*Exercise description:*
In the listing below, find each line that holds "mirror" and list it.

━━━━━━━━━━━━━━━━

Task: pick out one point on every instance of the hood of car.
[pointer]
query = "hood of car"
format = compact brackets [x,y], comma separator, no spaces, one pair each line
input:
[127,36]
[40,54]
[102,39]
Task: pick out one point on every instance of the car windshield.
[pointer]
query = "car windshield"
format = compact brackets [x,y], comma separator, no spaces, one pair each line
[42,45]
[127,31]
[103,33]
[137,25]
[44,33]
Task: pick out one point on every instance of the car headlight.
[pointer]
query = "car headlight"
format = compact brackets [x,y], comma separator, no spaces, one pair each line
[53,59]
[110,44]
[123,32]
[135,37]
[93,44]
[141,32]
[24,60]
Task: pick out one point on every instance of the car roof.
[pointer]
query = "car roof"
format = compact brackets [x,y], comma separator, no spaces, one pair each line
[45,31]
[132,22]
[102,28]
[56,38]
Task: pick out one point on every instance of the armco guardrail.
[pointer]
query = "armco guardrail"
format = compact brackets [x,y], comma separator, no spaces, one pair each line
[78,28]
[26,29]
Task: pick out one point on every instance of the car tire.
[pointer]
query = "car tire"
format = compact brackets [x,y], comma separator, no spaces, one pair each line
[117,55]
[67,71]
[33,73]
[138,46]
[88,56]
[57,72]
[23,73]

━━━━━━━━━━━━━━━━

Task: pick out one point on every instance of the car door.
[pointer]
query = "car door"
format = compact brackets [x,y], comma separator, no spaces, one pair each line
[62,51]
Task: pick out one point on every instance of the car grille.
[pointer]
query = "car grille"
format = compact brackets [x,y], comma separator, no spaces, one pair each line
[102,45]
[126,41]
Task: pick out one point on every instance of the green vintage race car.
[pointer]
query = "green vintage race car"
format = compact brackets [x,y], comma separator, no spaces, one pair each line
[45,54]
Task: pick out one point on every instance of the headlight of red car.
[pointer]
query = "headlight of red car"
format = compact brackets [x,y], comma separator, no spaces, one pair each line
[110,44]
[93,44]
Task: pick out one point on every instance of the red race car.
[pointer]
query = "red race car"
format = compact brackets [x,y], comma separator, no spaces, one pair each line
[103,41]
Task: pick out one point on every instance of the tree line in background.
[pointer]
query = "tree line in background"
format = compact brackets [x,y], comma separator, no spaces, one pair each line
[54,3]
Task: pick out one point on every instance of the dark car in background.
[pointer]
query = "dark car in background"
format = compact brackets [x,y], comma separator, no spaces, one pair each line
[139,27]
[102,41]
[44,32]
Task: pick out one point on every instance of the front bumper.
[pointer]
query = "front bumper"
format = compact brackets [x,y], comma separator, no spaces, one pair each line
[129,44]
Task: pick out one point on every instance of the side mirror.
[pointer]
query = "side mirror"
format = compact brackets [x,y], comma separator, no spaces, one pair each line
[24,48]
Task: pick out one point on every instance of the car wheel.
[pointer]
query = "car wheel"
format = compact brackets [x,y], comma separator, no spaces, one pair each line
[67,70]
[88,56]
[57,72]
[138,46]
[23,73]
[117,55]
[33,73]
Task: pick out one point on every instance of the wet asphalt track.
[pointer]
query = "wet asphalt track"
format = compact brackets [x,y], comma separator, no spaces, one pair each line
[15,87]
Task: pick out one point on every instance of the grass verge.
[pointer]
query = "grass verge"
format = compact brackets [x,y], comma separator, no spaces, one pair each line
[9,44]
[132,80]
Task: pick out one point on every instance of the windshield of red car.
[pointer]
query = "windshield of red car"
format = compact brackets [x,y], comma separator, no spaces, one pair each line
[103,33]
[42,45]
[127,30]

━━━━━━━━━━━━━━━━

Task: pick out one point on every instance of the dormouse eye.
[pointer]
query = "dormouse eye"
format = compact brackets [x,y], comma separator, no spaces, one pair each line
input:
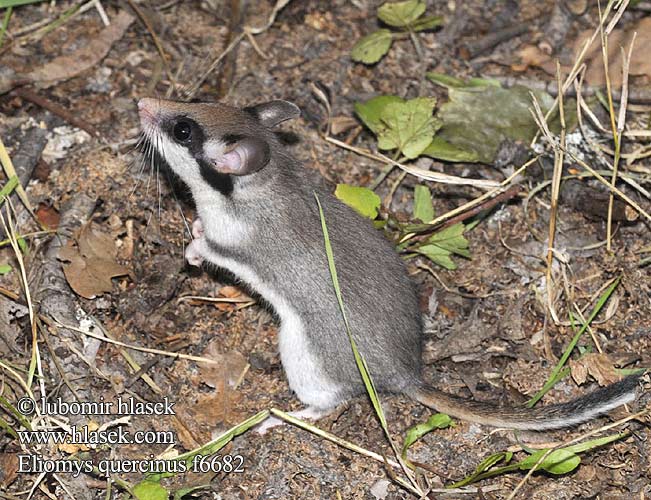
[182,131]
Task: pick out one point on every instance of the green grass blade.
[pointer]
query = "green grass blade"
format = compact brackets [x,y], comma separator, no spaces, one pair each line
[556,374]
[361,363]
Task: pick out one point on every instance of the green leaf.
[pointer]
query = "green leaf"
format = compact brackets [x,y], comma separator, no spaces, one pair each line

━━━━━━━━━━━━━━━━

*Answer to this problem:*
Task: pick out one point on every instance of the side mirror.
query = "side mirror"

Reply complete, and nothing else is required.